▶ SHORT EXERCISE: Please arrange the lines of the records between the line holding "Where can the fence be" and the line holding "pixel 519 216", inclusive, as a Markdown table with the columns Row and Line, leaving out any blank lines.

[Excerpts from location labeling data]
* * * * * * * * *
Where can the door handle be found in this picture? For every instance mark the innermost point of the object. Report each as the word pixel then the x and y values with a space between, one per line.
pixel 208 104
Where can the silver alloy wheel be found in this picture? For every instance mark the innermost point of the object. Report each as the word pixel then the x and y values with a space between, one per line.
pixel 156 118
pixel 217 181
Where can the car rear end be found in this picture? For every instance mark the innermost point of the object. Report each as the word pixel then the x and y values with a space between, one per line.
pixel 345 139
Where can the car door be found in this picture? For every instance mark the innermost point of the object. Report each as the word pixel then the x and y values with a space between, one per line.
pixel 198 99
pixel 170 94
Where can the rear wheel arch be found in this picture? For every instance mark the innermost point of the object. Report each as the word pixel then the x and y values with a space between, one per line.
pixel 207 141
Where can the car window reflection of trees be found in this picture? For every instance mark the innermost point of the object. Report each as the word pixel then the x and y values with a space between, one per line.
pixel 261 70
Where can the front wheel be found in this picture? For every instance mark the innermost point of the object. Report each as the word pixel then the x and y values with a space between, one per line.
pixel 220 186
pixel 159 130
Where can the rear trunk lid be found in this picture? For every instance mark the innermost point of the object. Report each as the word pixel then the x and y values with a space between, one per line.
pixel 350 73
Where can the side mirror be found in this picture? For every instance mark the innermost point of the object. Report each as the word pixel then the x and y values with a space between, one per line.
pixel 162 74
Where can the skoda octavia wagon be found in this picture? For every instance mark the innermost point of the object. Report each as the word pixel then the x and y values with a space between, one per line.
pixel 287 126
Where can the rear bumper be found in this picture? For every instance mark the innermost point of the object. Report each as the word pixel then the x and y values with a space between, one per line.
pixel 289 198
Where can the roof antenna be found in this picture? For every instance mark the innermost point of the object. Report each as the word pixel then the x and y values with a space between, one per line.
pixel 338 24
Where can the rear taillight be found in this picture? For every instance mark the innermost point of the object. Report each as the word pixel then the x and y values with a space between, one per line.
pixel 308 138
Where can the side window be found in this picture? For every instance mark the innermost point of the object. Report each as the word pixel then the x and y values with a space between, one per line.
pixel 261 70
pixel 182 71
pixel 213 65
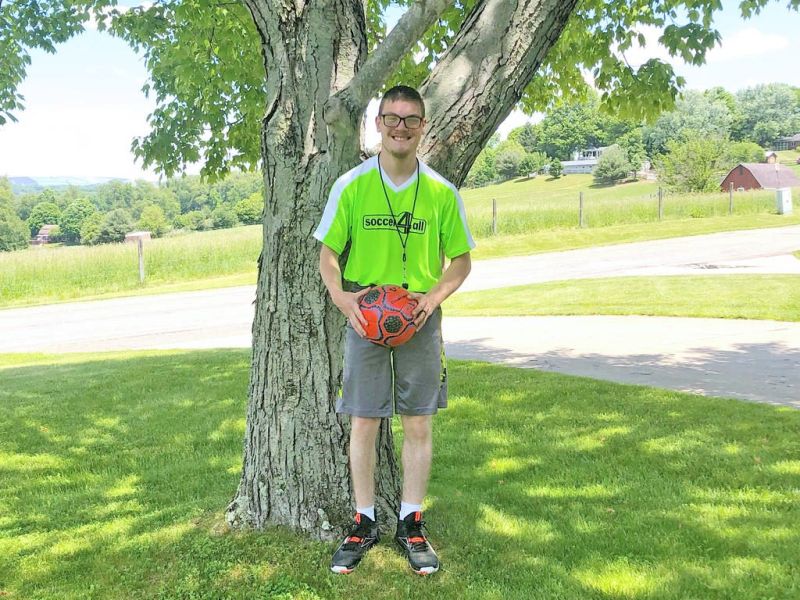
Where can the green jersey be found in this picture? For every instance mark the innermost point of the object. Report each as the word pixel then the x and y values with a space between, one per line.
pixel 377 223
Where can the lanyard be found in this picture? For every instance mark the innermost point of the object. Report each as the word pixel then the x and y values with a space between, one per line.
pixel 403 241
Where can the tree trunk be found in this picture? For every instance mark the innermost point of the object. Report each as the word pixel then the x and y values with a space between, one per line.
pixel 482 76
pixel 295 467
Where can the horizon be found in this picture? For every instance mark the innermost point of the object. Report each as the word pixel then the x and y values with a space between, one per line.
pixel 84 103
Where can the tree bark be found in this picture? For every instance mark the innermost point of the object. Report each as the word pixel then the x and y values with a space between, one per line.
pixel 483 74
pixel 295 465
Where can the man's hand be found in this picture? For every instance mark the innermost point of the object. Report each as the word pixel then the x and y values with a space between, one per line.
pixel 426 305
pixel 347 302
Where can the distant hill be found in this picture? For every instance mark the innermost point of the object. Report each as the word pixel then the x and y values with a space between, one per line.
pixel 24 185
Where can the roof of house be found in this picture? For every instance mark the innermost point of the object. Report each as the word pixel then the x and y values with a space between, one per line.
pixel 586 162
pixel 770 176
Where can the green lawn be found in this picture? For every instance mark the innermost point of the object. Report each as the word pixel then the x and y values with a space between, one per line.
pixel 774 297
pixel 115 470
pixel 537 215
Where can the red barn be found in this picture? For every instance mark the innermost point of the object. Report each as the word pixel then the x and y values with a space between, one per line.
pixel 756 176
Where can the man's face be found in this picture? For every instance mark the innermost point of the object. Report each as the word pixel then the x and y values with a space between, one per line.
pixel 400 140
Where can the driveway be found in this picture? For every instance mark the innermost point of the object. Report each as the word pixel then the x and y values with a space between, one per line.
pixel 754 360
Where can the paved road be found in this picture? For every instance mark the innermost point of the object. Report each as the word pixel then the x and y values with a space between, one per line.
pixel 754 251
pixel 757 360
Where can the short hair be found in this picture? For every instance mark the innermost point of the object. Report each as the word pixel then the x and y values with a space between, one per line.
pixel 402 92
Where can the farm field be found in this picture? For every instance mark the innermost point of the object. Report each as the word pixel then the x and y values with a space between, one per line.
pixel 774 297
pixel 536 215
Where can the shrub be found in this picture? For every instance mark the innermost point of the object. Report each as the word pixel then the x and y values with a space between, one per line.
pixel 249 210
pixel 14 234
pixel 153 220
pixel 612 166
pixel 555 168
pixel 44 213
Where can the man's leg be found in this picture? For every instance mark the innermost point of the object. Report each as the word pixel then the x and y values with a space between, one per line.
pixel 417 456
pixel 363 432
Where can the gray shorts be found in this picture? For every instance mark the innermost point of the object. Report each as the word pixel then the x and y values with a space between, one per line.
pixel 410 379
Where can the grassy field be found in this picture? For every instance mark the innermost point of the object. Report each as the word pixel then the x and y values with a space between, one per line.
pixel 116 469
pixel 775 297
pixel 535 216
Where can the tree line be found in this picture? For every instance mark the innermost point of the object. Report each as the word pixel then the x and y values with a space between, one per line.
pixel 107 212
pixel 691 146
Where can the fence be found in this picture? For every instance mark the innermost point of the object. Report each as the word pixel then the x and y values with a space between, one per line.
pixel 519 216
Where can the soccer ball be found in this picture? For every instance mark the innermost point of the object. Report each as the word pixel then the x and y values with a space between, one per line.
pixel 388 310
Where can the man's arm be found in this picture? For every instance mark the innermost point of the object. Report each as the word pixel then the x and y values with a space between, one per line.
pixel 345 301
pixel 450 281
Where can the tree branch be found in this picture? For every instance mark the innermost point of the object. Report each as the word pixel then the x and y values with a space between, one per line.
pixel 382 63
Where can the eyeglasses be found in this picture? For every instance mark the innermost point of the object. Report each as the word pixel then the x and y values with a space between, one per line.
pixel 411 121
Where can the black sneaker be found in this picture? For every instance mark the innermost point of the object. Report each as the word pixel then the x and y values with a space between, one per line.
pixel 410 538
pixel 354 546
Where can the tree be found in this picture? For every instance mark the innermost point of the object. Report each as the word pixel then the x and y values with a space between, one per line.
pixel 738 152
pixel 115 225
pixel 507 158
pixel 612 166
pixel 153 220
pixel 555 168
pixel 223 217
pixel 527 136
pixel 483 171
pixel 532 163
pixel 695 113
pixel 767 112
pixel 692 165
pixel 13 232
pixel 91 228
pixel 73 218
pixel 44 213
pixel 249 210
pixel 243 95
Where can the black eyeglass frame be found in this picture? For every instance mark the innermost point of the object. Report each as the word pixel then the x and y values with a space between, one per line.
pixel 401 119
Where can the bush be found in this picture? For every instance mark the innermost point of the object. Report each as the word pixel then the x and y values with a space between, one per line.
pixel 14 234
pixel 153 220
pixel 532 163
pixel 194 220
pixel 692 165
pixel 223 217
pixel 90 230
pixel 250 210
pixel 115 225
pixel 555 168
pixel 73 218
pixel 44 213
pixel 612 166
pixel 507 159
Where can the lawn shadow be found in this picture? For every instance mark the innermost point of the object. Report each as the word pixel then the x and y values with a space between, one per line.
pixel 594 490
pixel 543 486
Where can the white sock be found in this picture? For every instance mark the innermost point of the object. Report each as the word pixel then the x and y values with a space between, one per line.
pixel 368 511
pixel 406 509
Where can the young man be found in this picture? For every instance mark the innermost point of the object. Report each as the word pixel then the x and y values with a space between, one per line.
pixel 401 218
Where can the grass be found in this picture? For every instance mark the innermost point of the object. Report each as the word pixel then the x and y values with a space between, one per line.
pixel 535 215
pixel 116 469
pixel 775 297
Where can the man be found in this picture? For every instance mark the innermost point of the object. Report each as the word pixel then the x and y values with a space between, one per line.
pixel 400 218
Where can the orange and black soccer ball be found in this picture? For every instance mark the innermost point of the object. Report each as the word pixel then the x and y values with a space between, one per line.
pixel 388 310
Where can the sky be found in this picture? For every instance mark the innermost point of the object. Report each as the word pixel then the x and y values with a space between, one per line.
pixel 84 104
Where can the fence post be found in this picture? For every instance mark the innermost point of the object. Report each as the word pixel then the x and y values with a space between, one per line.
pixel 730 199
pixel 139 244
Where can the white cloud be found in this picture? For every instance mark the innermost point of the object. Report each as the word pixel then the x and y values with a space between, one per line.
pixel 746 43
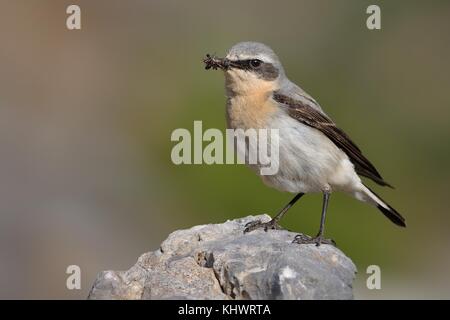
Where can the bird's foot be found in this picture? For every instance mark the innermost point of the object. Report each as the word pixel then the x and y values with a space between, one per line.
pixel 258 224
pixel 318 240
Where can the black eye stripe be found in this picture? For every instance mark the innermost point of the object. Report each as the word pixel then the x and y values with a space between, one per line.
pixel 265 70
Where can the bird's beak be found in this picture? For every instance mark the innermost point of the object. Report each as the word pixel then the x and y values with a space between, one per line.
pixel 216 63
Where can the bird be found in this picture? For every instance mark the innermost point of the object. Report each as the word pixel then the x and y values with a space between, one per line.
pixel 315 155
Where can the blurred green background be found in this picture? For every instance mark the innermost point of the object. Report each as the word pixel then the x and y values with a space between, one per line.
pixel 86 118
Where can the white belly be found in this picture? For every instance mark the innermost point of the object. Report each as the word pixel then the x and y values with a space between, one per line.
pixel 308 160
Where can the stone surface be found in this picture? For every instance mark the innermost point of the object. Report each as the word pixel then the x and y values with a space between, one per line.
pixel 218 261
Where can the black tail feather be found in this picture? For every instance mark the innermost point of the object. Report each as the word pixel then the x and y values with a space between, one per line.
pixel 390 212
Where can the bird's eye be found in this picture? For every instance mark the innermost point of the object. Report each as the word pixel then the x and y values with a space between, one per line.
pixel 255 63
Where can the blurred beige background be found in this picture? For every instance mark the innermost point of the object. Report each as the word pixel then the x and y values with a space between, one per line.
pixel 86 118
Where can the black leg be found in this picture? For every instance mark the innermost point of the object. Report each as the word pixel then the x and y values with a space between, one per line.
pixel 272 224
pixel 326 197
pixel 287 207
pixel 318 240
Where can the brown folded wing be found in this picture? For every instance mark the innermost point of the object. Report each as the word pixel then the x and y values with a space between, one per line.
pixel 316 119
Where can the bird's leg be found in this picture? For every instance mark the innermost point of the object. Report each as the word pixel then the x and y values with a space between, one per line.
pixel 272 224
pixel 319 239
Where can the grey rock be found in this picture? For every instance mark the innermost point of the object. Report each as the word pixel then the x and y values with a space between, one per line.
* * * * * * * * *
▶ OUTPUT OF THE EXERCISE:
| Row | Line |
|---|---|
| 1 | Where can the fence be found in this picture? For every instance mark the innermost point of the object. Report each as the word pixel then the x and y values with a space between, one per line. |
| 2 | pixel 519 216 |